▶ [About this exercise]:
In your copy, reproduce each entry exactly and leave out the pictures.

▶ [Source information]:
++++++++
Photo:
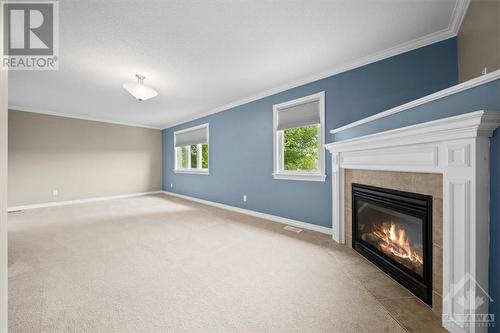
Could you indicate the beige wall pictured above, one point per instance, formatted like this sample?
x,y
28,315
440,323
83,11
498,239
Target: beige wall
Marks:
x,y
479,39
79,158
++++++++
▶ [Response to the exercise]:
Photo:
Could you indicate the beige wall pictured above, one point per instance, formatted like this sample?
x,y
28,315
440,323
83,11
498,239
Target: beige wall
Marks:
x,y
479,39
79,158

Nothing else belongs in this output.